*Problem to work on*. Write out the items below again, switching every "Markers" to "Points" and keeping everything else the same. Leave the pictures out of your version.
─── Recorded data ───
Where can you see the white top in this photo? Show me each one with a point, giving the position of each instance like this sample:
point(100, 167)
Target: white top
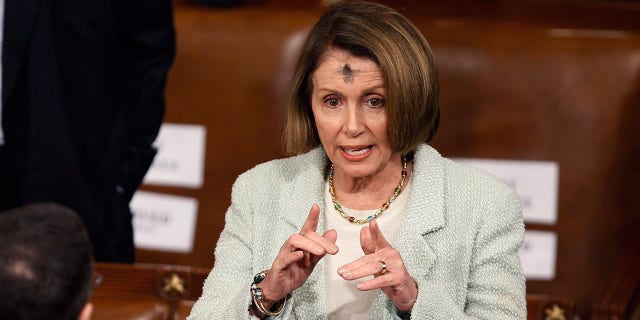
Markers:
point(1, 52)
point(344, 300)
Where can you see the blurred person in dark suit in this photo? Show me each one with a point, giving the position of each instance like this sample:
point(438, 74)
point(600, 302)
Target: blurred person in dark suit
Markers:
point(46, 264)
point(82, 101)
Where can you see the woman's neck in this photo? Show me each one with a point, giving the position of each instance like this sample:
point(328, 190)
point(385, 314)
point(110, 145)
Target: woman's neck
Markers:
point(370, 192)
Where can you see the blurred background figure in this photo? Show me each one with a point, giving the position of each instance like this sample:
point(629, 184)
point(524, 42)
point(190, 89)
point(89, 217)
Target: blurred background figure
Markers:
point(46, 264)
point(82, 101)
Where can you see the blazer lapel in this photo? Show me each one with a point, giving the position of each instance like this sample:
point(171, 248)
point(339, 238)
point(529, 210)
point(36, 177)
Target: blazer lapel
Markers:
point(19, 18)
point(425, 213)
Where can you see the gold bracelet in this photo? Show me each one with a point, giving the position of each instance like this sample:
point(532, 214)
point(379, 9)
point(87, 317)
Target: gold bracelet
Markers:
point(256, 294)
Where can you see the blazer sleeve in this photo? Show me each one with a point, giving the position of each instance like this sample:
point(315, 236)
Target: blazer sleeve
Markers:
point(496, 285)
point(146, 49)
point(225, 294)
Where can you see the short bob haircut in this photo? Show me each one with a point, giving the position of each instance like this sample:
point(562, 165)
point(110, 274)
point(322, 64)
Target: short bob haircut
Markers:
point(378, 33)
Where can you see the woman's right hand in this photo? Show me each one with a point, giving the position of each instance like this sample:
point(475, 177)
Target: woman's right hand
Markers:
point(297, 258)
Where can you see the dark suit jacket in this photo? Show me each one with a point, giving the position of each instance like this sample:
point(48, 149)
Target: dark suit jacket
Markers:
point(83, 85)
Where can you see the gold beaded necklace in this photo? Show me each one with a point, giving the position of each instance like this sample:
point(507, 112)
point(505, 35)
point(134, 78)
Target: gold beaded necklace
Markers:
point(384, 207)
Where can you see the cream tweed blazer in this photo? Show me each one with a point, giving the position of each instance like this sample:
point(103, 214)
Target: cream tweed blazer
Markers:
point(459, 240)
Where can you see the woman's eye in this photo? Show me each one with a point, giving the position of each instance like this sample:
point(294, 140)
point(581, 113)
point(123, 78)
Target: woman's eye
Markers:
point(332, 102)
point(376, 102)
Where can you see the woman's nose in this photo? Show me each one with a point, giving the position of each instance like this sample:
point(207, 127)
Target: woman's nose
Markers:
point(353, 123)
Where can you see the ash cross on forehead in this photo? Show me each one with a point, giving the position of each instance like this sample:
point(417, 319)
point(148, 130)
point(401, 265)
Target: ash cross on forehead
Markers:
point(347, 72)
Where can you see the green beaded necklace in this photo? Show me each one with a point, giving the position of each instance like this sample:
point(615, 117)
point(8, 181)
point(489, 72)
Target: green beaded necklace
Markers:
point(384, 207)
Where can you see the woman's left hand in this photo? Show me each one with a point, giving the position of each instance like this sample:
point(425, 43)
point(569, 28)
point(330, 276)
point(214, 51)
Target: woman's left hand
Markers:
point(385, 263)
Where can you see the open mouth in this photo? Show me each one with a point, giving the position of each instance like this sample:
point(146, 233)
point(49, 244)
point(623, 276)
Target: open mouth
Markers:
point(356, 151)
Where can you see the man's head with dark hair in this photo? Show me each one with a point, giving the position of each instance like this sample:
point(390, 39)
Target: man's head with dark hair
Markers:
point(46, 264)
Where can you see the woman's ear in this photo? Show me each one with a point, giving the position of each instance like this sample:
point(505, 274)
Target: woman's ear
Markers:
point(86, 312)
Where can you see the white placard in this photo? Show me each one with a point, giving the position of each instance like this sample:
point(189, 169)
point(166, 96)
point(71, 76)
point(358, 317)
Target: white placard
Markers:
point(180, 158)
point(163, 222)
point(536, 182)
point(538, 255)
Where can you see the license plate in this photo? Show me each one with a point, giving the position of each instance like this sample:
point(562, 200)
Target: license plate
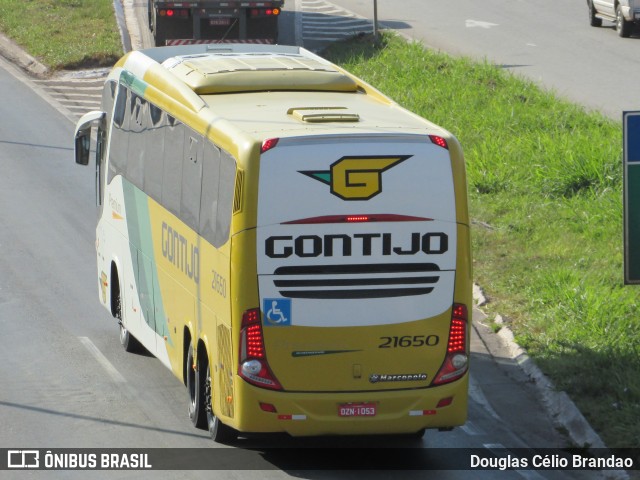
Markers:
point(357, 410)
───
*The response*.
Where can you see the white top in this photo? Show me each one with a point, giving the position of each instance like this sample:
point(100, 167)
Target: white top
Points:
point(1, 52)
point(344, 300)
Where can you see the blurred person in dark suit in this photo? Show me each one with a point, giving the position of each instance like this sample:
point(438, 74)
point(600, 302)
Target: blurred person in dark suit
Points:
point(46, 264)
point(82, 101)
Where can you see the woman's neck in this photo? Show me each one with a point, giving the position of each instance like this sample:
point(328, 190)
point(385, 314)
point(110, 145)
Target: woman's neck
Points:
point(370, 192)
Where can you see the blurred background figure in this photo? Show me each one with a point, giving the position of each instance like this sample:
point(629, 184)
point(524, 42)
point(190, 89)
point(89, 217)
Target: blurred background figure
Points:
point(46, 264)
point(82, 101)
Where can you see the blazer lapel in this photo? Show me each one with a point, giving the position of each instance like this sample:
point(171, 248)
point(339, 238)
point(529, 210)
point(36, 177)
Target: blazer lapel
Points:
point(19, 18)
point(425, 213)
Where can you see the gold bracelet in this photo? Show me each one with a point, giving the position of each instance like this sample:
point(532, 214)
point(379, 9)
point(87, 317)
Target: gold bracelet
Points:
point(256, 294)
Where can you see the blazer sleeve in this photo? Show me each one with a point, giving the position of each instance like this sample:
point(315, 236)
Target: blazer sleeve
Points:
point(496, 285)
point(146, 49)
point(225, 294)
Where can you see the short bob haircut in this photo? Show me each one with a point, giving the position of each instance like this sample:
point(562, 165)
point(110, 274)
point(322, 64)
Target: short bob haircut
Points:
point(378, 33)
Where can you see the woman's right hand in this photo? Show me each one with a point, giving the position of each instance like this sample:
point(475, 177)
Target: woman's right hand
Points:
point(297, 258)
Where can you see the dark suit jacket in this photo? Show me each one with a point, giving the position of each instance like this sample:
point(48, 149)
Target: dark suit jacket
Points:
point(83, 85)
Where can you see the gold beaded necklace in this photo? Show me each one with a point, giving the position of each instance like this sample:
point(507, 112)
point(505, 35)
point(134, 78)
Target: gold beaded necklace
Points:
point(384, 207)
Where can you see the cream tweed blazer in this photo? Show me each one with a point, giving the position of each instance like this sample:
point(103, 214)
Target: cream tweed blazer
Points:
point(459, 240)
Where can you see the woman's eye in this photo? Show me each one with a point, giving the position of each instance like this sample:
point(294, 140)
point(581, 113)
point(123, 78)
Target: woman's eye
Points:
point(332, 102)
point(376, 102)
Where can you see the woman's nose in this photo? Show me each one with a point, giving the position of each instance like this sample:
point(207, 127)
Target: woman's nose
Points:
point(353, 123)
Where can you see the ash cross on forehead in this photo? Show me each one with a point, giving the position of each instance like this sample:
point(417, 319)
point(148, 130)
point(401, 265)
Target: ash cross on forehead
Points:
point(347, 72)
Where can you see the green beaded necklace in this photo? Show me each one with a point, giving the position of each instance like this sample:
point(615, 117)
point(8, 181)
point(489, 72)
Target: green beaded necklace
Points:
point(384, 207)
Where can you see the woman's left hand in this photo? Show me each one with a point, giving the position of each instance like this sample:
point(425, 43)
point(569, 28)
point(330, 276)
point(214, 51)
Target: woman's left hand
Points:
point(385, 263)
Where can you see the open mouth in this photo? Show me each one with a point, giving the position of each instance like this sample:
point(146, 233)
point(49, 244)
point(623, 276)
Target: open mouth
Points:
point(356, 151)
Where can you see the man's head with dark hair in this photo? Show me each one with a point, giving the position of each instance like this sample:
point(390, 39)
Target: man's head with dark hair
Points:
point(46, 264)
Where can you see the woman's ear in this photo? Show me each one with a point, giving the position of each instance like this sample:
point(505, 274)
Target: woman's ear
Points:
point(86, 312)
Where can you see the white placard in this photo? Show me each one with a point, giving the position of each instance like this sample:
point(189, 169)
point(166, 96)
point(71, 76)
point(358, 317)
Target: white placard
Points:
point(180, 158)
point(163, 222)
point(536, 182)
point(538, 255)
Where can you see the license plate in this photo? Show me each one with a point, giving the position of each instance like this sample:
point(562, 200)
Target: license plate
Points:
point(357, 410)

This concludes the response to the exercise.